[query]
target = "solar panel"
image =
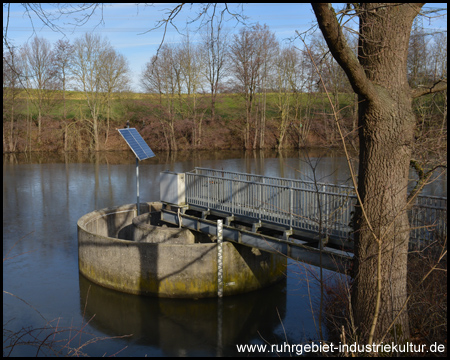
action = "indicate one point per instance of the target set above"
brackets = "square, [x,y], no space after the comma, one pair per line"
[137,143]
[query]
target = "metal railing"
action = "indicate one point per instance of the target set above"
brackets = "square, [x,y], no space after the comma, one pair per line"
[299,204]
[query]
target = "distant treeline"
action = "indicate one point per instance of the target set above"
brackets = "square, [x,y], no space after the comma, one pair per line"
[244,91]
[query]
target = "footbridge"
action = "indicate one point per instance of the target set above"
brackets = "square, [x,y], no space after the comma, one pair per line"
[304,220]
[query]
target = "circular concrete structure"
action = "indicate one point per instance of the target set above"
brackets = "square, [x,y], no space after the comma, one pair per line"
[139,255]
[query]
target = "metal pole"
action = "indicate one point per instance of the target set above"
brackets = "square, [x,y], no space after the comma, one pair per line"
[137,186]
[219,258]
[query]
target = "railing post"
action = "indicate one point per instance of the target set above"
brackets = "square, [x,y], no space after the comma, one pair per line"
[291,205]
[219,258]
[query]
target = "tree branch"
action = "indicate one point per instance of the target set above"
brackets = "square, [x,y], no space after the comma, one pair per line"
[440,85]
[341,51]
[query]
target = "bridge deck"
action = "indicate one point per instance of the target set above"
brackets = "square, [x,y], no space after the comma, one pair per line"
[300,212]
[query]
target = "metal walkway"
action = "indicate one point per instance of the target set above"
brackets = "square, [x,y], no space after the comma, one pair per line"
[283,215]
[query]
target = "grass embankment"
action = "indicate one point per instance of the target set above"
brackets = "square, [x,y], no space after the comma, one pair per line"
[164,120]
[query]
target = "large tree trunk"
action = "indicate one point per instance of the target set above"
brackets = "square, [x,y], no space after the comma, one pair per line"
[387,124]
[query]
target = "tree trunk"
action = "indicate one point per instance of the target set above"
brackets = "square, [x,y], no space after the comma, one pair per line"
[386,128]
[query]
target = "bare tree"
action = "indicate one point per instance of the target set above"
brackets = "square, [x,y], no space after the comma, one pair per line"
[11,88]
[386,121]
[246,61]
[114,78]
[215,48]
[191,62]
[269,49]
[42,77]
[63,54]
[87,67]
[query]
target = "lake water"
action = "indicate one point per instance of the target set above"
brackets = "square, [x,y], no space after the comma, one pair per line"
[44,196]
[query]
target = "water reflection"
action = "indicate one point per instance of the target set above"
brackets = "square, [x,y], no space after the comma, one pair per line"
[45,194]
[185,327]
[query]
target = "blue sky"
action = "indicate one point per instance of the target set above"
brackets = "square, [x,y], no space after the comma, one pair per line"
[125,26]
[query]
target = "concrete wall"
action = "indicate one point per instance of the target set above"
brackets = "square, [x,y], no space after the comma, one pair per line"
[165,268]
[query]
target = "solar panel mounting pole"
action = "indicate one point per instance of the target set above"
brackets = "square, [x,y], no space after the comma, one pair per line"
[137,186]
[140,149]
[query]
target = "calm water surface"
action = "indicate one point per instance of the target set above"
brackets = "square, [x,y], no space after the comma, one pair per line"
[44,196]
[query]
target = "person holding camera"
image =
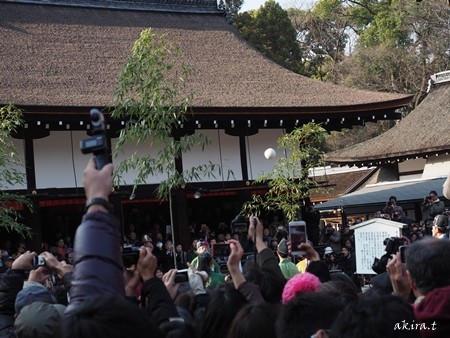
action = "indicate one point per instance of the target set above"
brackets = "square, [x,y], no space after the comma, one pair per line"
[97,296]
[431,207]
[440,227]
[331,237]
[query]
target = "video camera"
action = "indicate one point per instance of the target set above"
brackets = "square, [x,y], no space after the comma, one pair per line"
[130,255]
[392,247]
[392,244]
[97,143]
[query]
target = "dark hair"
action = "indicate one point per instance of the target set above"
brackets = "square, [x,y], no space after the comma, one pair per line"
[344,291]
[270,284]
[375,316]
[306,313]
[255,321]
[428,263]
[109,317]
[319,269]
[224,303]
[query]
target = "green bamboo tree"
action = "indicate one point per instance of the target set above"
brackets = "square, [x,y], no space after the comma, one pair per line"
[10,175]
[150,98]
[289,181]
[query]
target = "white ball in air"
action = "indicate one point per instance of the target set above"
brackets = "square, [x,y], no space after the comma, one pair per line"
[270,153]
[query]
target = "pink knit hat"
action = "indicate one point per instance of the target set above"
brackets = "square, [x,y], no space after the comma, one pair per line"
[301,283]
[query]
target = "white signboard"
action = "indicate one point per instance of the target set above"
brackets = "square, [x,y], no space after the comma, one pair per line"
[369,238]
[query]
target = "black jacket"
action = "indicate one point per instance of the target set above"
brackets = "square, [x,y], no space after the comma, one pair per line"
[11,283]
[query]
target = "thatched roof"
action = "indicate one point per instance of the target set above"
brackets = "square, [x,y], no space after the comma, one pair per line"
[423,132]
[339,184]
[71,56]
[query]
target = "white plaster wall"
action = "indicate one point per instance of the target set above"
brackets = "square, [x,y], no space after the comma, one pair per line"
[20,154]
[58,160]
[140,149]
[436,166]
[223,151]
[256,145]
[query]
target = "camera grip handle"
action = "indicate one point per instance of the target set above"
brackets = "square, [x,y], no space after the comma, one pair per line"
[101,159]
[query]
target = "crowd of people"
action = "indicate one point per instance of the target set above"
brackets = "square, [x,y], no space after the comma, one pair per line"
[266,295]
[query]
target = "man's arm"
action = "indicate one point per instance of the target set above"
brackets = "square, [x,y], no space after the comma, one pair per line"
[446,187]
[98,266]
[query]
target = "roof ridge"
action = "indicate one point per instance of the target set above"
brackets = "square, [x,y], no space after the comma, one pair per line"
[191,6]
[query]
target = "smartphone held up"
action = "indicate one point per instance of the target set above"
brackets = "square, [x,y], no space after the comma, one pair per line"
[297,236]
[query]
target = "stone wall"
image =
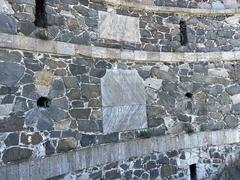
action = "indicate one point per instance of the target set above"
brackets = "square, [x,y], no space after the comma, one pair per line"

::::::::::

Aim of the task :: Write the entries above out in full, exactly, with no images.

Exercise output ::
[query]
target = "solar panel"
image =
action = "indicate one point per instance of the target set above"
brackets = "square, [x,y], no space after the comma, one pair per line"
[137,143]
[query]
target = "metal railing"
action = "indicate one point per instance of the target set above"
brackets = "square, [x,y], no space after the comma, one pair per line"
[299,204]
[query]
target = "distant treeline"
action = "indicate one point per instance of the target set above"
brackets = "square, [x,y], no space after the comma, one pair per line"
[244,91]
[query]
target = "footbridge"
action = "indicate one point per instance of the target set above"
brackets = "square, [x,y], no space after the comma, one pair per line"
[304,220]
[query]
target = "circular concrete structure"
action = "indicate one point per instance of the target set above"
brackets = "square, [x,y], no space after the comma, one pair per line"
[139,255]
[query]
target = "metal pole"
action = "indicate one point per instance of the target set above"
brackets = "square, [x,y], no space after the comma, one pair per line"
[137,186]
[219,258]
[query]
target = "railing post"
action = "indicate one point per instance of the target set above"
brackets = "square, [x,y], no space after the comma, one pair per line"
[291,205]
[219,258]
[query]
target = "tree branch"
action = "indicate one point per instance of the target set above"
brackets = "square, [x,y], no space after the comma, one pair per line"
[440,85]
[341,51]
[query]
target = "bridge deck"
action = "indicate one point per instance of the target set above"
brackets = "square, [x,y], no space after the comma, one pair per line"
[300,212]
[query]
target = "metal walkway"
action = "indicate one point per instance of the target set above"
brackets = "square, [x,y], no space after the comma, one pair per line"
[283,215]
[query]
target = "grass embankment"
action = "indicate one point per instance of the target set above"
brackets = "square, [x,y], no space after the comma, one pair per line"
[164,120]
[query]
target = "large tree trunk"
action = "indicate one point per instance of the target set above"
brackets = "square, [x,y], no space after the comma, one pair per line"
[387,124]
[query]
target = "tree trunk"
action = "indicate one point per instance of the target set above"
brackets = "square, [x,y], no space after the comma, one pair per line"
[386,128]
[query]
target = "bare tree"
action = "indicate one point per instance of the target set above"
brackets = "square, [x,y], no space after the comma, one pair per line"
[11,88]
[386,121]
[246,61]
[114,78]
[215,48]
[191,62]
[269,49]
[42,77]
[63,54]
[87,67]
[query]
target = "lake water"
action = "indicate one point per instance of the target set above"
brackets = "square, [x,y], no space after the comma, one pair per line"
[44,196]
[query]
target = "water reflection"
action = "indicate one point per instance of the target set above"
brackets = "square, [x,y], no space after the comma, one pair per line"
[45,194]
[185,327]
[query]
target = "blue sky"
action = "indicate one point per instance of the target set above"
brackets = "square, [x,y], no space after the comma, one pair per line"
[125,26]
[query]
target = "concrete wall"
action = "indicate one point per instance of the target set above"
brackets = "square, [x,y], no space after the comma, one pair per line"
[165,268]
[query]
target = "solar panel mounting pole"
action = "indicate one point per instance of the target set above"
brackets = "square, [x,y], no space after the comma, one pair per line"
[137,186]
[140,149]
[query]
target = "calm water surface"
action = "indicate one point per instance of the target set above"
brackets = "square, [x,y], no space after the comma, one pair per line"
[44,196]
[query]
target = "person holding camera"
image =
action = "indicate one point per instance of the target set above"
brackets = "square, [x,y], no space after the comma, one pair per line"
[97,296]
[431,207]
[440,227]
[331,237]
[query]
target = "video camera"
action = "indicate one point per instance of the target set above"
brackets = "square, [x,y], no space after the comma, one pair per line"
[130,255]
[392,247]
[392,244]
[97,143]
[query]
target = "dark hair"
action = "indicate one point per instance of the target set above"
brackets = "square, [x,y], no space after the comma, one pair per line"
[344,291]
[270,284]
[375,316]
[306,313]
[255,321]
[428,263]
[109,317]
[319,269]
[224,303]
[query]
target = "green bamboo tree"
action = "indicate one point per instance of the target set above"
brackets = "square, [x,y], no space after the comma, one pair per line"
[10,175]
[150,98]
[289,181]
[query]
target = "white ball in air"
action = "indicate one point per instance of the target set above"
brackets = "square, [x,y], no space after the comma, one pair per line"
[270,153]
[query]
target = "pink knit hat"
action = "indicate one point per instance of the target set above"
brackets = "square, [x,y], no space after the comma, one pair per line"
[301,283]
[query]
target = "white signboard"
action = "indicate one point per instance of the target set above"
brackets = "square, [x,y], no space after the comma, one pair per line"
[369,238]
[query]
target = "black jacket"
action = "indicate one point per instance of the target set above"
brackets = "square, [x,y], no space after the comma, one pair per line"
[11,283]
[query]
target = "thatched roof"
action = "indicate one point per instance of the target set above"
brackets = "square, [x,y], no space after the comma, one pair per line"
[423,132]
[339,184]
[71,56]
[query]
target = "white plaster wall"
action = "indicate one point per instance of the target set above"
brackets = "square, [x,y], no space after the comma, one pair per line"
[20,154]
[58,160]
[140,149]
[436,166]
[223,151]
[256,145]
[query]
target = "camera grip handle"
action = "indicate one point per instance of the target set above"
brackets = "square, [x,y], no space after the comma, one pair per line"
[101,159]
[query]
target = "crowd of people"
action = "indicate one point per instance of the target set above"
brackets = "square, [x,y], no space after the comma, one pair per line"
[266,295]
[query]
target = "man's arm"
action = "indicate one point per instance of the target set above"
brackets = "square, [x,y], no space after the comma, one pair per line"
[446,187]
[98,266]
[query]
target = "roof ridge"
action = "indicate one point per instance of the target set above"
brackets = "square, [x,y], no space after the comma, one pair per line"
[191,6]
[query]
target = "smartphone held up"
action = "indicate one point per instance of the target set above"
brackets = "square, [x,y], no space after the comma, one pair per line"
[297,236]
[query]
target = "stone wall"
image =
action = "indicate one point per instance of the target set above"
brackets = "square, [x,y], no space after the comma, one pair per line"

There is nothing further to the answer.